*Task item*.
From the first line of the records through the line containing "Tag every instance of the red neckerchief", retype every line exactly and nothing else.

Data items
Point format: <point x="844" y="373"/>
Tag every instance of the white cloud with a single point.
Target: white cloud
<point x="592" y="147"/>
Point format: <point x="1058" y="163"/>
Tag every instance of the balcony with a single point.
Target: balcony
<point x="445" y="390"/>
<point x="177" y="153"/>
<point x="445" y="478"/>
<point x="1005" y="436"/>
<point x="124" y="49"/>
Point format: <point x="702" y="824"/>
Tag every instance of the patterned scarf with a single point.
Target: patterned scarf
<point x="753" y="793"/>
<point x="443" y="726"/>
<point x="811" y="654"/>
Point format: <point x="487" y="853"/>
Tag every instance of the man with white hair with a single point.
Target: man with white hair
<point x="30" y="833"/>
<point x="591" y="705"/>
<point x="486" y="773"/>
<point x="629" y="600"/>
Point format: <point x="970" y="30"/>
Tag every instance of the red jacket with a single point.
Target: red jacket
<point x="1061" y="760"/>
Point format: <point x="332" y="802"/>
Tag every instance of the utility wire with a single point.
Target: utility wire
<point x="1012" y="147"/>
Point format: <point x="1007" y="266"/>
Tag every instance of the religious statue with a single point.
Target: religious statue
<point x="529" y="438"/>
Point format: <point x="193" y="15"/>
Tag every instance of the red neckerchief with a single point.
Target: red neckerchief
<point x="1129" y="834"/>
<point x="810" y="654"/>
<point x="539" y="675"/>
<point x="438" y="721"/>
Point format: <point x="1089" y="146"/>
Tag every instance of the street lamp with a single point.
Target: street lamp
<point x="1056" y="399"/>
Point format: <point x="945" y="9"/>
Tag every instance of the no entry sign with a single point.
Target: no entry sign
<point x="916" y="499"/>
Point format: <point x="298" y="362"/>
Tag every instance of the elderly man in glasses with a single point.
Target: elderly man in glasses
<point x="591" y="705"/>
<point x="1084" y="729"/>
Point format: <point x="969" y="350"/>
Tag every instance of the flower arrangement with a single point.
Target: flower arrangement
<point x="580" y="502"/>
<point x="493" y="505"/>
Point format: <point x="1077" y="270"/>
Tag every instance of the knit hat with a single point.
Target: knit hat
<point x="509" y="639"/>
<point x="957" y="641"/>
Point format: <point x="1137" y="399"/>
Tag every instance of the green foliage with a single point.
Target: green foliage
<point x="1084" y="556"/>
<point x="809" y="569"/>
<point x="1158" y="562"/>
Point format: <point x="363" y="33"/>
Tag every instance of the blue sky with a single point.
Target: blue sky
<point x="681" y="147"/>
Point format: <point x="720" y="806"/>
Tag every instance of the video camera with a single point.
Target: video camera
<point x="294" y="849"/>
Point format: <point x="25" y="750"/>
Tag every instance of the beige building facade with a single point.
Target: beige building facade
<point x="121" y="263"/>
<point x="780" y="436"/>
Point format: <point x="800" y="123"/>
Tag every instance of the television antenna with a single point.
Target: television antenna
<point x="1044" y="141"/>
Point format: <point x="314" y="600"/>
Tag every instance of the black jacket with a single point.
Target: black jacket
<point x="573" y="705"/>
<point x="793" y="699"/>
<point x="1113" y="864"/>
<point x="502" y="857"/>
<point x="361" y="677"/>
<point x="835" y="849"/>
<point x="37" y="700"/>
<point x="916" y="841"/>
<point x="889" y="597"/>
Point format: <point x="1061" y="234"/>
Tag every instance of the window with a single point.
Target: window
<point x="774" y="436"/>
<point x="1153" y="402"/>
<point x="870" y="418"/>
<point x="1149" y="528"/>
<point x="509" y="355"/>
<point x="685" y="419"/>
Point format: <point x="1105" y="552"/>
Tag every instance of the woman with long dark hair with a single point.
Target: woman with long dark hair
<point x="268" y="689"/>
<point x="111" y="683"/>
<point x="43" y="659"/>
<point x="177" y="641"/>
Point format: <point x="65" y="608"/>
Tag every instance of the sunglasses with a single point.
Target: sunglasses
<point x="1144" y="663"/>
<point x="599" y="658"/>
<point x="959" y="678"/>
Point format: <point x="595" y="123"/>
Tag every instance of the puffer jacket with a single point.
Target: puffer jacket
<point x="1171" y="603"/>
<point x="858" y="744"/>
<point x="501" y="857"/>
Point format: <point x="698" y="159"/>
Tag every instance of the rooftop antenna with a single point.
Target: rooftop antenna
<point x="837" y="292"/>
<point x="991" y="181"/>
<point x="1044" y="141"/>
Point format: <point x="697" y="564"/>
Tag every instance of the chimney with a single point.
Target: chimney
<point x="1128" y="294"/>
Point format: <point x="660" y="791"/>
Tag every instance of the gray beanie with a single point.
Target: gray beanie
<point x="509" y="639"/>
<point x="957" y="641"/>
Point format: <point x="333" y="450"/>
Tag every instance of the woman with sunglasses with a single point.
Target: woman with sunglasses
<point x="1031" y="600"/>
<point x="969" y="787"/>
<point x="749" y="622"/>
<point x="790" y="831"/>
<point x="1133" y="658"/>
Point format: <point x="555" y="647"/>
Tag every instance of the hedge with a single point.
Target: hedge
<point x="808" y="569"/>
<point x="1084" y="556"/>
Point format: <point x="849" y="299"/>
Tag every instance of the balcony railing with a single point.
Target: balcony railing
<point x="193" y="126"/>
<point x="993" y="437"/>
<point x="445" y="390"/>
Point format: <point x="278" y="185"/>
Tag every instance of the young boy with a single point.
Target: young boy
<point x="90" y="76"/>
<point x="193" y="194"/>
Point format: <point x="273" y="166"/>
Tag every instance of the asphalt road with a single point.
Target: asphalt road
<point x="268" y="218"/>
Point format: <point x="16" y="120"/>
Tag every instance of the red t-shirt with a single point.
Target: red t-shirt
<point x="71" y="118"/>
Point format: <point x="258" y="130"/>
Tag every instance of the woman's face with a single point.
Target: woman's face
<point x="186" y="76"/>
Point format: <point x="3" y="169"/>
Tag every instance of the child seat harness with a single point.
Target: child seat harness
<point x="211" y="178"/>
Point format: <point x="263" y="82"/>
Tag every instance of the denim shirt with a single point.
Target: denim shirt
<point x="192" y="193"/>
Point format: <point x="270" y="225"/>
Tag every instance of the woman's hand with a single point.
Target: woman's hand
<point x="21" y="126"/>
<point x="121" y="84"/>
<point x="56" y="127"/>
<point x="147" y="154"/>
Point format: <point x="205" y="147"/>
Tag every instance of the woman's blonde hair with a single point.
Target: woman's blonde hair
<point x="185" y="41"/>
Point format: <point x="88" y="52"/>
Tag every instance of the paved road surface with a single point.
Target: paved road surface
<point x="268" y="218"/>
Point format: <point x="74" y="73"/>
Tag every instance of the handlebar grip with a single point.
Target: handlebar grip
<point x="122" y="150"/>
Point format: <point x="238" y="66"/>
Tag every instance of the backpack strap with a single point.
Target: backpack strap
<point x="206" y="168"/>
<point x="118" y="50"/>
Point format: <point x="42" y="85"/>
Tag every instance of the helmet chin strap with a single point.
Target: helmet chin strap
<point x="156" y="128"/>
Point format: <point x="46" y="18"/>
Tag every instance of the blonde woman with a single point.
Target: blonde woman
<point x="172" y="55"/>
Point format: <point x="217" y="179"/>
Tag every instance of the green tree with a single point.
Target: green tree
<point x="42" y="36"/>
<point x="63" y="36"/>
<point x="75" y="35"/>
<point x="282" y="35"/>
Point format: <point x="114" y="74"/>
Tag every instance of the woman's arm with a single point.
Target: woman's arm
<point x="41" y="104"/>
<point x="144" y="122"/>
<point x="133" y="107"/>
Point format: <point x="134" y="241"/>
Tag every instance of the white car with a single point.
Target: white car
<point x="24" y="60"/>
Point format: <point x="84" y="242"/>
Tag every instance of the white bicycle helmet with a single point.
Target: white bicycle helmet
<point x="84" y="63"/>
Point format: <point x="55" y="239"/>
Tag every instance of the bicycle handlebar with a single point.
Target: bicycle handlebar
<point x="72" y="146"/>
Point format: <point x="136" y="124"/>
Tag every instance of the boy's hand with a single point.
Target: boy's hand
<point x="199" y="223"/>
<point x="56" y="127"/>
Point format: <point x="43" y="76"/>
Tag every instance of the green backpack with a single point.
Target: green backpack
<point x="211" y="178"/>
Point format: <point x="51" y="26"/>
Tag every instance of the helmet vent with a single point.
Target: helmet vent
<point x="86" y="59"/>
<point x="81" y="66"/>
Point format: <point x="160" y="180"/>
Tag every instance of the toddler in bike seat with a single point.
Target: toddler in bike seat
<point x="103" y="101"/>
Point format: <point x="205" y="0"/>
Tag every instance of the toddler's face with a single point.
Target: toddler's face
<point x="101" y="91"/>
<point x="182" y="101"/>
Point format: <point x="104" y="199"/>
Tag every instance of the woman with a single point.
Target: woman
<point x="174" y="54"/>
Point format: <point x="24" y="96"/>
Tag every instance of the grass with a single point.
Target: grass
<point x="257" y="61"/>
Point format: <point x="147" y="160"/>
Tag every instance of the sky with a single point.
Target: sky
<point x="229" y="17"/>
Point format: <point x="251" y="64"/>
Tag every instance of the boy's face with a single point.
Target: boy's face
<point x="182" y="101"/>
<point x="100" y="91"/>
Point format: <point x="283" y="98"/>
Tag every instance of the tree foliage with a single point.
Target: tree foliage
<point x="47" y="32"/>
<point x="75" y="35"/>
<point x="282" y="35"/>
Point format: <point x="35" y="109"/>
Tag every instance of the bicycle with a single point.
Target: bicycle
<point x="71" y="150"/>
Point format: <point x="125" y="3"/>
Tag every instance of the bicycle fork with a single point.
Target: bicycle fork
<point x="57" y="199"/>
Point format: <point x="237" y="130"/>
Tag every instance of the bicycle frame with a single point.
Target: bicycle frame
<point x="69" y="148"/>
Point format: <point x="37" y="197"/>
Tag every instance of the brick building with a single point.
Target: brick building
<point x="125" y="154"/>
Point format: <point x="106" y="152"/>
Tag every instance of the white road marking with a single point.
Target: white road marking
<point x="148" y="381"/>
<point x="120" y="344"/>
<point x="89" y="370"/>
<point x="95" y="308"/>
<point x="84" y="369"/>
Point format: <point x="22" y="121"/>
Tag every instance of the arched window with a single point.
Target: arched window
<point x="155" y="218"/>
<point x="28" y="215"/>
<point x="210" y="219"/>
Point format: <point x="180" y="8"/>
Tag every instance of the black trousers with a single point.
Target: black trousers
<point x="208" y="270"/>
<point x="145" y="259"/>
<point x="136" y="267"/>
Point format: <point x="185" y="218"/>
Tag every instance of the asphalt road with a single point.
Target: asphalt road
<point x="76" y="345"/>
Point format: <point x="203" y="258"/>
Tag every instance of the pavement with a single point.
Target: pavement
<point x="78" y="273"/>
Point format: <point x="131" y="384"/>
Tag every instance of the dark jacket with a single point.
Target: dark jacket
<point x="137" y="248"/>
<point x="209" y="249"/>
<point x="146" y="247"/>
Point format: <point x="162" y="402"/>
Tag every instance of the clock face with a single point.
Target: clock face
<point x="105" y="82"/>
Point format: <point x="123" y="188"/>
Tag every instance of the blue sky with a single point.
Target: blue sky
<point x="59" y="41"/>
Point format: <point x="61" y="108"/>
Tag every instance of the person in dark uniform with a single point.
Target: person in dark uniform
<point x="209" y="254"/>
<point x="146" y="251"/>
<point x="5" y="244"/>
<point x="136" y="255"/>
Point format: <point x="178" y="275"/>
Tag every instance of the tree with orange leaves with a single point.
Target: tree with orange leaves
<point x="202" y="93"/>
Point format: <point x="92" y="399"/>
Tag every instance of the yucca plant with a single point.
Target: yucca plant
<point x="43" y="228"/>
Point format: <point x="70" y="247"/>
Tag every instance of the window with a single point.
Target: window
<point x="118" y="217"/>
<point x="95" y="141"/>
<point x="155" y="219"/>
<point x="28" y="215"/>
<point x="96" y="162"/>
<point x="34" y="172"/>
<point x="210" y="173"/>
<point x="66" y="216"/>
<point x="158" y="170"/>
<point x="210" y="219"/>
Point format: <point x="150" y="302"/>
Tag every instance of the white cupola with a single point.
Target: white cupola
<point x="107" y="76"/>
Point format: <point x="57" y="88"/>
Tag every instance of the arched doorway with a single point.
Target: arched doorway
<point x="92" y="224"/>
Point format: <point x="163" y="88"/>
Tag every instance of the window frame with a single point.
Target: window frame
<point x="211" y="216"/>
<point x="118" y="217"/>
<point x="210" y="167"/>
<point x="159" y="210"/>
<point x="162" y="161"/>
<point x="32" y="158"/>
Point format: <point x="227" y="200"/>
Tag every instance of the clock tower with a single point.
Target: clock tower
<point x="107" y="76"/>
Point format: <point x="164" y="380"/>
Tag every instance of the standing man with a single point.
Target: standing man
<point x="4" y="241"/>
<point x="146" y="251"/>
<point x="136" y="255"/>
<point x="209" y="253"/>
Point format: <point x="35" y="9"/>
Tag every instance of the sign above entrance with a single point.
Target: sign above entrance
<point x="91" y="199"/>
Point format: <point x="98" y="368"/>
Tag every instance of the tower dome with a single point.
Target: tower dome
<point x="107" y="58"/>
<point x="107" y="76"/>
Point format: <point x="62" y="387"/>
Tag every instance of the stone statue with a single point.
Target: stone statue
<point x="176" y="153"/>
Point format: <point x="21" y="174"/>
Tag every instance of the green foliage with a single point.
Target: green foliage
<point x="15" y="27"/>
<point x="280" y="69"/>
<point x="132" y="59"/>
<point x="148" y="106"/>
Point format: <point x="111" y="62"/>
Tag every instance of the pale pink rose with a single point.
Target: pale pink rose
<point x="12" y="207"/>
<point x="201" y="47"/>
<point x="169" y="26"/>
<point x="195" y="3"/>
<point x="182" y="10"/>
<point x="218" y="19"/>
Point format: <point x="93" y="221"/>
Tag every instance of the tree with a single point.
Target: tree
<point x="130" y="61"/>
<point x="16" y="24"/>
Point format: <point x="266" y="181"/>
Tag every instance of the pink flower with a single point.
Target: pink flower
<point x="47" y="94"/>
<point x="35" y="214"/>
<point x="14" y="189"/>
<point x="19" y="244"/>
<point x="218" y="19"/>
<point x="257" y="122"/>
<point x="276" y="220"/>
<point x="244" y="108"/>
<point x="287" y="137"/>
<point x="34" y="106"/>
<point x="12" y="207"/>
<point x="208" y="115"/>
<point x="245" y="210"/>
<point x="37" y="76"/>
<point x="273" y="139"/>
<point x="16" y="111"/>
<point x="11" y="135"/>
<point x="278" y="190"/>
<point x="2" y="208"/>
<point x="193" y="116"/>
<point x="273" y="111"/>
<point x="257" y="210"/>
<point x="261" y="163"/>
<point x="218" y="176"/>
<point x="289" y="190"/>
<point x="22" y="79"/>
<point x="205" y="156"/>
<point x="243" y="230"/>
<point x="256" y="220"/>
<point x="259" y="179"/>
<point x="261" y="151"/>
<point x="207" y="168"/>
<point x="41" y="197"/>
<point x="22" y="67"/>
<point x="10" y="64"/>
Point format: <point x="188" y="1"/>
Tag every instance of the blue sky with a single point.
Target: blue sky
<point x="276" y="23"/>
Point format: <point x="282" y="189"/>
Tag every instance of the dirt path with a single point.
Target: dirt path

*Answer section*.
Point format: <point x="844" y="373"/>
Tag every instance of the white cloud with a single point.
Target: white cloud
<point x="592" y="147"/>
Point format: <point x="1058" y="163"/>
Tag every instance of the balcony with a single point.
Target: balcony
<point x="445" y="390"/>
<point x="177" y="153"/>
<point x="445" y="478"/>
<point x="1005" y="436"/>
<point x="124" y="49"/>
Point format: <point x="702" y="824"/>
Tag every instance of the patterned scarf with a single point.
Target: patterned scarf
<point x="753" y="793"/>
<point x="443" y="726"/>
<point x="811" y="654"/>
Point format: <point x="487" y="853"/>
Tag every instance of the man with white hair with a single point.
Target: man with white hair
<point x="30" y="833"/>
<point x="591" y="705"/>
<point x="486" y="773"/>
<point x="629" y="600"/>
Point format: <point x="970" y="30"/>
Tag every instance of the red jacket with a single point.
Target: red jacket
<point x="1061" y="760"/>
Point format: <point x="332" y="802"/>
Tag every instance of the utility wire with a single point.
Target: utility wire
<point x="1012" y="147"/>
Point format: <point x="1007" y="266"/>
Tag every instance of the religious statue with a single point.
Target: religious statue
<point x="529" y="438"/>
Point format: <point x="193" y="15"/>
Tag every instance of the red neckerchief with a single point.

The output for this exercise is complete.